▸ DIRECTIONS FOR THIS TASK:
Rewrite everything from the line containing "One pin marks each instance of the sky." down through the end of the records, putting "bush" in place of "shrub" and leaving all else unchanged.

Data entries
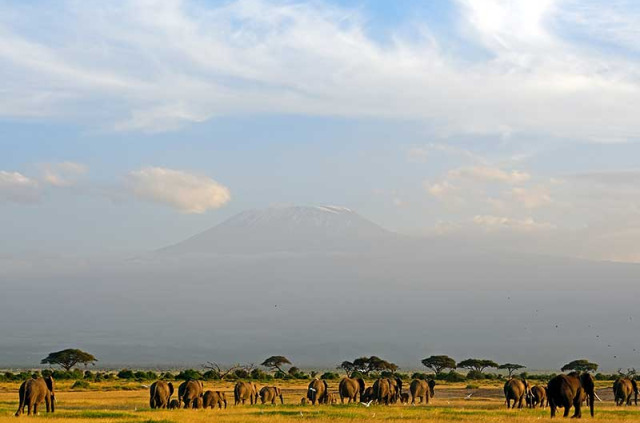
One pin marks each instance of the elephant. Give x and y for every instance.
(318, 391)
(197, 403)
(332, 398)
(160, 394)
(213, 398)
(623, 388)
(422, 389)
(33, 392)
(189, 391)
(270, 394)
(515, 390)
(350, 388)
(537, 396)
(368, 395)
(571, 389)
(245, 391)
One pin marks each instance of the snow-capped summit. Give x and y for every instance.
(295, 229)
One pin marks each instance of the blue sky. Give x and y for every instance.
(132, 125)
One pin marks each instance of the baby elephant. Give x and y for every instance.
(213, 398)
(269, 394)
(197, 403)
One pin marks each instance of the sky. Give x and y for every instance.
(130, 125)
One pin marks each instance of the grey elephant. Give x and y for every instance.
(269, 394)
(571, 390)
(623, 389)
(538, 396)
(213, 398)
(515, 390)
(197, 403)
(350, 388)
(160, 394)
(318, 391)
(35, 391)
(189, 391)
(245, 391)
(423, 389)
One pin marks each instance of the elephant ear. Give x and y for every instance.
(50, 383)
(586, 380)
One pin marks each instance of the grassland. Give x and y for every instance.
(114, 402)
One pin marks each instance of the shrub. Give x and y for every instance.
(80, 384)
(125, 374)
(452, 376)
(189, 374)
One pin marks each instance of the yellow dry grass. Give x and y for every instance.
(111, 403)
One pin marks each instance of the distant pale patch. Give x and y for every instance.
(62, 174)
(17, 188)
(184, 191)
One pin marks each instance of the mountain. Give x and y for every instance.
(290, 229)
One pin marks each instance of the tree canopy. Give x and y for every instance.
(275, 362)
(69, 358)
(582, 365)
(438, 363)
(477, 364)
(366, 365)
(510, 367)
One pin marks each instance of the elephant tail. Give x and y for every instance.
(21, 403)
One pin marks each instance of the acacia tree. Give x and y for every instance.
(366, 365)
(582, 365)
(477, 364)
(69, 358)
(275, 362)
(510, 367)
(348, 367)
(438, 363)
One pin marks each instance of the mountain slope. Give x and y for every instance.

▸ SOLUTION:
One pin marks each instance of the sky. Give x and y for every instance.
(130, 125)
One pin marks each instance of the grey elephant. Give x and y for every instance.
(269, 394)
(571, 390)
(623, 389)
(538, 396)
(213, 398)
(515, 390)
(197, 403)
(350, 388)
(160, 394)
(318, 391)
(35, 391)
(189, 391)
(245, 391)
(423, 389)
One pin marks each instance of the elephant ear. Give x and y for every instance.
(50, 383)
(586, 380)
One pin marks each instance of the grassland. Give x and y for every instance.
(114, 402)
One pin marks each instance of the bush. Give x and y for every instance.
(80, 384)
(125, 374)
(452, 376)
(189, 374)
One pin marks each instance of the yellow dry grass. Give x and y for every instance.
(111, 403)
One pin marks each instance of the distant pale patch. Give x and y for every instance.
(62, 174)
(17, 188)
(184, 191)
One pin marks each instance of the mountain. Give x and y for every instance.
(290, 229)
One pin marks each instance of the tree canopy. Give x and y for every instance.
(275, 362)
(69, 358)
(582, 365)
(438, 363)
(477, 364)
(366, 365)
(510, 367)
One pin marks each instance of the elephant tail. Give x and y for every instance.
(21, 403)
One pin marks each instance of the acacia tree. Give x and y for every instance.
(366, 365)
(582, 365)
(477, 364)
(69, 358)
(275, 362)
(510, 367)
(348, 367)
(438, 363)
One pin marks each instance of the mountain slope. Give x and y for every instance.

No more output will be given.